# START OF Dataset excerpts
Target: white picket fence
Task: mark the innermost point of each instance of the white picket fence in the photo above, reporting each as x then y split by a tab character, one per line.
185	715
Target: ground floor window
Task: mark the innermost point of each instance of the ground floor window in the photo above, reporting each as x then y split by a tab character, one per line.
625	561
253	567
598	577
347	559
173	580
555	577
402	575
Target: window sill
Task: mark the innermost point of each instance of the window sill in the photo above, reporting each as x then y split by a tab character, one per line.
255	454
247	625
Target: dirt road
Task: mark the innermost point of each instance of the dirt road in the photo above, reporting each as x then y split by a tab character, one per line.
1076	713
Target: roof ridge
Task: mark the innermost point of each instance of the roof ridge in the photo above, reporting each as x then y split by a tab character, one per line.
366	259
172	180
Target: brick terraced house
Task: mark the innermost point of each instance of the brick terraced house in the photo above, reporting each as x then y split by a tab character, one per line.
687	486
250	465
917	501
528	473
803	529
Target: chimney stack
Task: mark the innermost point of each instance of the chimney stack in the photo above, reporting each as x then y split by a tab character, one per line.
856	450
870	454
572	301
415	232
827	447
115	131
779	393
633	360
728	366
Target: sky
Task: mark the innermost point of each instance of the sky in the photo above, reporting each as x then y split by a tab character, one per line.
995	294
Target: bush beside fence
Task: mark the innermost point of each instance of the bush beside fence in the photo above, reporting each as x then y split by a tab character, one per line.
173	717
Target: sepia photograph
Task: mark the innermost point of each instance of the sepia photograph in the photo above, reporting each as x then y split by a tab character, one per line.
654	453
# END OF Dataset excerpts
What needs to be done
Write out all of the data above line for line, keeping every word, number, and tab the same.

Result of the exercise
Target: white picket fence
Task: mark the innermost point of each instance of the white picket fence in the photo above, reporting each as x then y split by a tab character, one per line.
185	715
Target: ground floor window
Task: mark the innermost point of each instance of the ground floor window in the photo above, reporting each as x then y split by a tab character, one per line.
625	561
253	567
598	577
347	559
173	580
555	577
402	575
Target: window sill
Task: mark the innermost point of each instance of the window sill in the photo above, reporting each as x then y split by a tab character, one per line.
255	454
247	625
Target: dirt road
Task: mark the innermost point of each instance of the dirt road in the photo above, reporting each as x then y split by a tab character, one per line.
1076	713
Target: roof ridge
Task: mark the innermost point of each instance of the roof ridge in the photo above, reporting each as x then y split by a tab character, one per line.
366	259
172	180
Target: brick terraced house
Task: mark the innermost point of each instance of the brick terraced house in the photo above, reporting each as x then y split by a tab character, one per line.
687	486
250	465
917	501
528	473
803	529
Target: chimney stack
Task: mark the innermost point of each instance of the chimney stack in the photo above, reporting each as x then y split by a tab character, one per line.
856	450
870	454
572	301
415	232
827	447
115	131
779	393
633	360
728	366
Target: sky
Task: mark the innermost point of each instance of the sky in the photo above, reporting each as x then y split by a tab character, one per line.
995	294
Target: bush beside fence
Task: mark the innermost point of each instance of the bush beside fence in the photo above, reporting each as x then y split by a tab character, one per line.
173	717
Target: sepia photograph
Task: mark the innermost point of each instance of the sepia photograph in the photo above, reporting each as x then y split by a tab character, one per line.
654	453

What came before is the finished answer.